» Goal of the exercise:
Scale the part of the material that opens with the line containing "Point out green moss in the photo." and closes with the line containing "[233,226,320,538]", repeating every line (requests included) with each bounding-box coordinate multiplied by 0.35 and rounded to a whole number, halves going up. Return only those lines.

» Source material:
·····

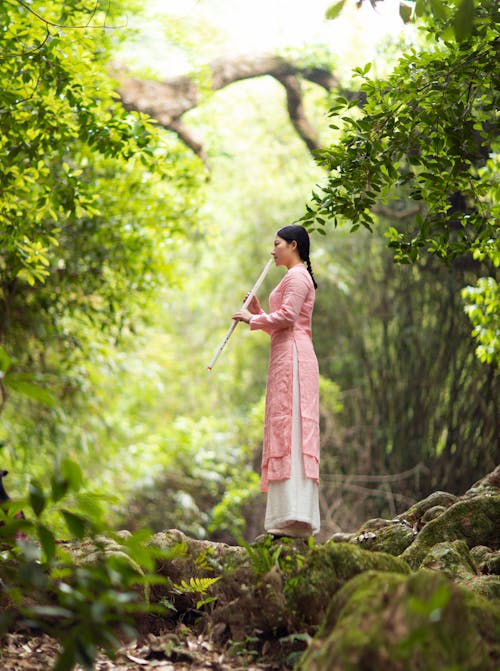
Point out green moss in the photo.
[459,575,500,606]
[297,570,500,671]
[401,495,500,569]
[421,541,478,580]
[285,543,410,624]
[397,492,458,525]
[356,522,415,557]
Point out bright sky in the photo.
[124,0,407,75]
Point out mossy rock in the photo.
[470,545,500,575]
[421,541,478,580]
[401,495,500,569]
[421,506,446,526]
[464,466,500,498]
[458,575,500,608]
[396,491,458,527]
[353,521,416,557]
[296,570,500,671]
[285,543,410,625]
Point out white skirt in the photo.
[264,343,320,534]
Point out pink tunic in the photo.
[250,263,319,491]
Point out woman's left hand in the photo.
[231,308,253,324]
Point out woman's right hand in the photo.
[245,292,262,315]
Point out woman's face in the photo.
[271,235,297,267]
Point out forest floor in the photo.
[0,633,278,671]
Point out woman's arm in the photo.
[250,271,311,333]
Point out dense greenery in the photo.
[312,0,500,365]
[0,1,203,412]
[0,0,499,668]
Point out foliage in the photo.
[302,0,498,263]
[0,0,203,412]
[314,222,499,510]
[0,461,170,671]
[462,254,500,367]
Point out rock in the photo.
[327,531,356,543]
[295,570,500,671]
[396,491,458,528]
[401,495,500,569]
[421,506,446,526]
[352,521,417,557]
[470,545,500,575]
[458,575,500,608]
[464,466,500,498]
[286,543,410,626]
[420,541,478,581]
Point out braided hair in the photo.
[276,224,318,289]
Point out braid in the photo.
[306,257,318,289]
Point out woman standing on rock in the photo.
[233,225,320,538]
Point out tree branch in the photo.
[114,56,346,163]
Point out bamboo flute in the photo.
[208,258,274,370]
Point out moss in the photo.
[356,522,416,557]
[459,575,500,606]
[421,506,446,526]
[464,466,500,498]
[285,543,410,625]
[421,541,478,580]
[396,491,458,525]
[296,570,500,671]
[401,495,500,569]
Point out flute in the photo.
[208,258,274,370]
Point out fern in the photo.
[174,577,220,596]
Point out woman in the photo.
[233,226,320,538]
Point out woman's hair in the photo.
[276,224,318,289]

·····

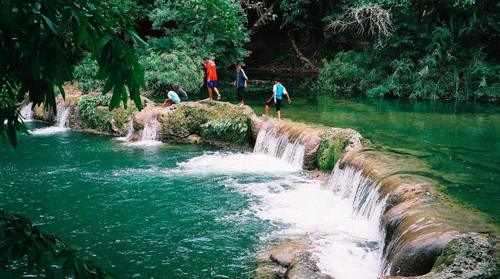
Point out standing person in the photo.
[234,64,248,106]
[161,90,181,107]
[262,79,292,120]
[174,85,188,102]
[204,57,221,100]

·····

» Complete answer:
Point out green moss in the photo.
[161,201,175,212]
[104,200,175,235]
[140,173,175,199]
[147,189,167,203]
[100,190,144,218]
[139,172,160,184]
[125,183,145,195]
Point out bright sky in the photo.
[43,0,142,26]
Point out mossy rock in the photo.
[165,191,175,201]
[147,189,167,203]
[140,173,175,199]
[147,177,156,184]
[162,163,175,174]
[160,201,175,213]
[139,172,160,184]
[124,182,146,195]
[104,200,175,235]
[100,190,144,219]
Point out white skirt in the photo.
[92,120,112,187]
Point out pink tunic in the photo.
[88,92,112,172]
Point out woman's left hand in the photo.
[81,108,89,113]
Point out woman's right hand in the photo.
[86,102,92,110]
Point out woman's face in the photo.
[95,82,104,93]
Point out forest floor in the photo.
[0,222,97,235]
Point out woman's arm in the photo.
[88,95,109,117]
Point out dense greenery in the photo.
[109,0,175,128]
[0,0,71,144]
[0,0,175,234]
Point out foliage in the photo.
[106,0,174,92]
[0,0,71,144]
[110,78,175,179]
[0,161,60,235]
[162,89,175,128]
Point out rock in the photo.
[114,186,125,190]
[103,200,175,235]
[139,172,160,185]
[140,173,175,199]
[147,177,156,184]
[123,182,146,195]
[165,191,175,201]
[160,201,175,213]
[162,163,175,174]
[100,190,144,219]
[147,189,167,203]
Point out braided hair in the photo.
[97,78,111,101]
Point out braid in the photo.
[107,90,111,101]
Point out woman standing on rock in the photo.
[82,79,112,188]
Point out tree branch in the photo.
[40,20,121,57]
Point out bamboo flute in the photo.
[73,90,96,130]
Point out moss in the photo.
[125,183,146,195]
[161,201,175,212]
[147,177,156,184]
[162,163,175,174]
[100,190,144,219]
[147,189,167,203]
[139,172,160,184]
[104,200,175,235]
[140,173,175,199]
Point out flute in the photo.
[73,90,96,130]
Point out fern in the photo.
[61,202,77,209]
Point out woman in the photo.
[82,79,112,188]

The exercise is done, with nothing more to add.